* Begin Provided data *
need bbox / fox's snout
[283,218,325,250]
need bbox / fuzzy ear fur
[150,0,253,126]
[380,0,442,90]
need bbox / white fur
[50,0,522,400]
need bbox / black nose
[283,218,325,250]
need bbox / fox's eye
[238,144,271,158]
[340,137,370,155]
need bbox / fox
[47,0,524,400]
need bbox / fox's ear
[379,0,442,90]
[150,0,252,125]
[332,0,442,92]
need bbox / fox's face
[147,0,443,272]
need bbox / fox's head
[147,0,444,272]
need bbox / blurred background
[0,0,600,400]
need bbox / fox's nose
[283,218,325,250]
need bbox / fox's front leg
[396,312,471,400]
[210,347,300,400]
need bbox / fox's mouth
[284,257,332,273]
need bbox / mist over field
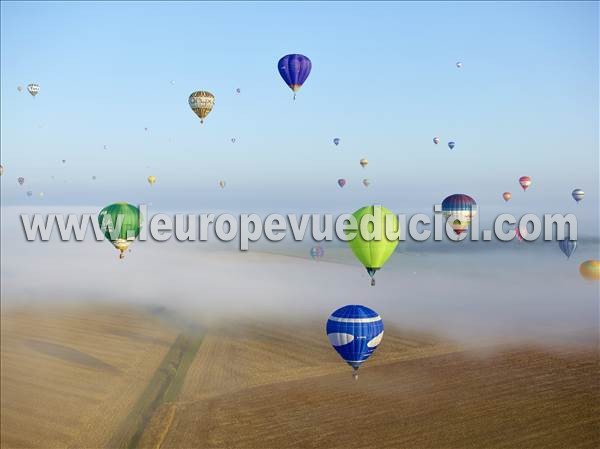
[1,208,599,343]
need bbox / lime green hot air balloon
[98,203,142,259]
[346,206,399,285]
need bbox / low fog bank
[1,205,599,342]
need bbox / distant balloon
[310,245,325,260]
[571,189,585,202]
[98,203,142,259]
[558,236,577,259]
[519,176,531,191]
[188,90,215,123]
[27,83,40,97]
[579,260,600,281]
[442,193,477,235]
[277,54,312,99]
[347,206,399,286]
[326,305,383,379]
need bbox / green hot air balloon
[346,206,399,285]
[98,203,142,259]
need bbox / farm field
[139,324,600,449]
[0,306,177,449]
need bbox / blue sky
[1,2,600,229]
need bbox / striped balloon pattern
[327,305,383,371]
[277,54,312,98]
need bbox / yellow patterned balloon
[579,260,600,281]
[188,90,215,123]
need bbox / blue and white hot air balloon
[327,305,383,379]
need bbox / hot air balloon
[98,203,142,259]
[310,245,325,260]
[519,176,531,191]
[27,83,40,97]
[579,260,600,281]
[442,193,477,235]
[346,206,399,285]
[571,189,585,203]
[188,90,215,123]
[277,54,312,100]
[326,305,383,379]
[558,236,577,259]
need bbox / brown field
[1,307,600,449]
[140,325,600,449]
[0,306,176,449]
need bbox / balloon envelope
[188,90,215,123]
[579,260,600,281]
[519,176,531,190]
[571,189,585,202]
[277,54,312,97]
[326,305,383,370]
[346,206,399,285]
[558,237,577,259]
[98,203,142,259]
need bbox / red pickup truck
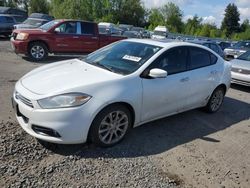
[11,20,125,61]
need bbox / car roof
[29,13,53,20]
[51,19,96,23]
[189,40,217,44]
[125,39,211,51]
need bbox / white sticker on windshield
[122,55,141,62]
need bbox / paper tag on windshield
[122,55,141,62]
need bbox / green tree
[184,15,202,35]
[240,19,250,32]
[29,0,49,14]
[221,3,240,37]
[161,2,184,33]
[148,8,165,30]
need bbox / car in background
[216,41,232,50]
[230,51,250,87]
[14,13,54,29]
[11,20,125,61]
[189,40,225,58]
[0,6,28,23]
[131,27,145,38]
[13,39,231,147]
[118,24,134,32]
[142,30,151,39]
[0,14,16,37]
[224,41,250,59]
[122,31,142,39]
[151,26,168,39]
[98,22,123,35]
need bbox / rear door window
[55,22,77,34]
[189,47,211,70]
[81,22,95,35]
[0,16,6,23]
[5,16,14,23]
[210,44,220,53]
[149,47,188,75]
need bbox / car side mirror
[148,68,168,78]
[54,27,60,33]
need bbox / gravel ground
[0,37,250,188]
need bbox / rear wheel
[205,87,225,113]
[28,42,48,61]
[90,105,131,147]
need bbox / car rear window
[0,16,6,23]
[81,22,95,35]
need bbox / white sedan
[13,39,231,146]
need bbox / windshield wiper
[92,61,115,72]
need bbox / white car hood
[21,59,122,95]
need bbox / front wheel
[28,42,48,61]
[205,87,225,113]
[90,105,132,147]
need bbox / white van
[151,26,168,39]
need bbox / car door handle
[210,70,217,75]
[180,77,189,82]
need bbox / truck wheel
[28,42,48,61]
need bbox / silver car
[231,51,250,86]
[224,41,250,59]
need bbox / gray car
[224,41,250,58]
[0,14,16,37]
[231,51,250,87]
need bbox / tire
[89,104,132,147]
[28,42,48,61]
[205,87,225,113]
* End Provided data *
* Begin Provided data *
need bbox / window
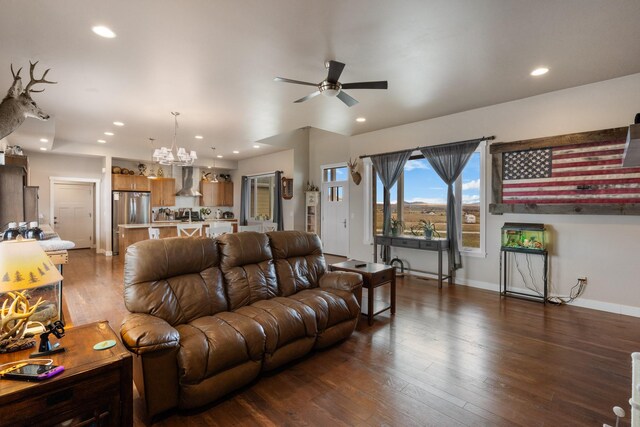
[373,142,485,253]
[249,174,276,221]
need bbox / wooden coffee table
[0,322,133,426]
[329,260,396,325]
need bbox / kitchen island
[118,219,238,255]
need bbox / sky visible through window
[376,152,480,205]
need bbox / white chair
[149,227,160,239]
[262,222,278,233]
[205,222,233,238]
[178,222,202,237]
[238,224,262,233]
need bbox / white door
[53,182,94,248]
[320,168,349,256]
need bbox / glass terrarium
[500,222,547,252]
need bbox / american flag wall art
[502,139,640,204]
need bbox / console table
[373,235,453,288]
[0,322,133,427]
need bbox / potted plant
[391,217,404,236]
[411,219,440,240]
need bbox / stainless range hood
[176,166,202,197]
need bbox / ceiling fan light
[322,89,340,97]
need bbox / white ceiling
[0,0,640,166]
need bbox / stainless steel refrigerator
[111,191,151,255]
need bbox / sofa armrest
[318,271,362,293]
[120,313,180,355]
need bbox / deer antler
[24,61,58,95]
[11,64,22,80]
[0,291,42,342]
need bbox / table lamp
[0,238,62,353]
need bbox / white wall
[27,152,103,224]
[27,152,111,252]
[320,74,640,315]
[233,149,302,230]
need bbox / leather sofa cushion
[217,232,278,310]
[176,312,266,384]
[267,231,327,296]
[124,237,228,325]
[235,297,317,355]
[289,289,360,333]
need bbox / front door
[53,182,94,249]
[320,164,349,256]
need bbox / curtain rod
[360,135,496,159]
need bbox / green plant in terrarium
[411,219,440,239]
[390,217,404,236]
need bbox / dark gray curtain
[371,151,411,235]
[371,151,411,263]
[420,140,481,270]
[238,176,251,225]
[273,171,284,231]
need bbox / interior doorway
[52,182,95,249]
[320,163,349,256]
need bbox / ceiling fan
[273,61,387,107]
* End Provided data *
* Begin Provided data *
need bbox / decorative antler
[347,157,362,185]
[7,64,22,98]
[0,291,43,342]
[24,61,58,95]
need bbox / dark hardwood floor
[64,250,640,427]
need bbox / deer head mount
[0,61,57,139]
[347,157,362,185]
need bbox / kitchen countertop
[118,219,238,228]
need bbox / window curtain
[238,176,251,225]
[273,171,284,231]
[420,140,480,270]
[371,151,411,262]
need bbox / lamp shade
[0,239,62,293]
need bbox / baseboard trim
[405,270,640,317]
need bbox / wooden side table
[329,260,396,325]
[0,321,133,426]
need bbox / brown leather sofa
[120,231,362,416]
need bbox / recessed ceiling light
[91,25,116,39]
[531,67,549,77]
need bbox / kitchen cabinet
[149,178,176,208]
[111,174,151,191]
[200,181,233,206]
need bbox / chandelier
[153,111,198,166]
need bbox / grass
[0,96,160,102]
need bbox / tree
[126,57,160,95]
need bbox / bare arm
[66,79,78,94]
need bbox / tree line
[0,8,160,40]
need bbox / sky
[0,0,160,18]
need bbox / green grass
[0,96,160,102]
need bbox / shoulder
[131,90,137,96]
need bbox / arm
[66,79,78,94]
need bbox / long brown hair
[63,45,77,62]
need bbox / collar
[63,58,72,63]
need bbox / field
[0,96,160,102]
* End Provided data *
● Problem statement: Convert the records into a two-column CSV with the columns "label" and "boxes": one row per record, each field quoted, and line breaks replaced with spaces. Begin at the line that contains "need bbox / fox's snout", stop after the line that contains "[1,2,600,229]", and leave out the pictures.

● Reply to the task:
label,boxes
"need bbox / fox's snout","[283,218,325,250]"
"need bbox / fuzzy ear fur","[150,0,253,126] [380,0,442,90]"
"need bbox / white fur","[50,0,522,400]"
"need bbox / black nose","[283,218,325,250]"
"need bbox / fox's eye","[238,144,271,158] [340,137,370,155]"
"need bbox / fox","[47,0,524,400]"
"need bbox / fox's ear","[379,0,442,90] [150,0,252,125] [332,0,442,92]"
"need bbox / fox's face","[147,0,443,272]"
"need bbox / fox's head","[147,0,444,272]"
"need bbox / blurred background","[0,0,600,400]"
"need bbox / fox's nose","[283,218,325,250]"
"need bbox / fox's front leg","[396,312,471,400] [210,347,300,400]"
"need bbox / fox's mouth","[284,257,332,273]"
"need bbox / mist over field","[1,208,599,343]"
"need bbox / lime green hot air balloon","[98,203,142,259] [346,206,399,285]"
"need bbox / low fog bank","[1,205,599,342]"
"need bbox / distant balloon","[310,245,325,260] [571,189,585,202] [98,203,142,259] [558,236,577,259] [519,176,531,191] [188,90,215,123] [27,83,40,97] [579,260,600,281] [442,193,477,235] [277,54,312,99] [347,206,399,286] [326,305,383,379]"
"need bbox / green hot air balloon","[346,206,399,285] [98,203,142,259]"
"need bbox / farm field","[139,324,600,449] [0,306,177,449]"
"need bbox / blue sky","[1,2,600,229]"